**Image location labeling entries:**
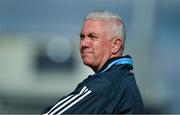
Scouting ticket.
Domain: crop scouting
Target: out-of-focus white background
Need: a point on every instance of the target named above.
(39, 50)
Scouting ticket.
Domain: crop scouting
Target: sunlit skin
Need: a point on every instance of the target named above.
(96, 46)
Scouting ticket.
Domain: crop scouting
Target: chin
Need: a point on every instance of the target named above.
(87, 62)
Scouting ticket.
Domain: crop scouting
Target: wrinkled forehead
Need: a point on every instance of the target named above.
(94, 26)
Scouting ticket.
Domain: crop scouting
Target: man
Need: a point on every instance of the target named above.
(112, 89)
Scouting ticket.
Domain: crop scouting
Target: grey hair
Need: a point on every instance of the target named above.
(116, 22)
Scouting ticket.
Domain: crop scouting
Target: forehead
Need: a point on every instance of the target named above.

**OBJECTIVE:** Please copy the whole listing above word for word, leaving out the pictures.

**TASK RESPONSE:**
Scouting ticket.
Domain: crop scouting
Target: out-of-focus white background
Need: a point on every instance of the target named above.
(39, 50)
Scouting ticket.
Domain: crop scouting
Target: sunlit skin
Need: a point on every instance of the target named above.
(96, 46)
Scouting ticket.
Domain: crop scouting
Target: chin
Need: a point on every instance of the target named above.
(87, 62)
Scouting ticket.
Domain: crop scouting
Target: wrinkled forehead
Need: a point on every instance of the target named above.
(94, 26)
Scouting ticket.
Domain: crop scouting
Target: man
Need: a point on every instance of the target named above.
(112, 89)
Scouting ticket.
Domain: crop scouting
Target: grey hair
Need: a point on every instance of the target named above.
(116, 22)
Scouting ticket.
Domain: crop scouting
Target: forehead
Need: a point on every instance of the target named above.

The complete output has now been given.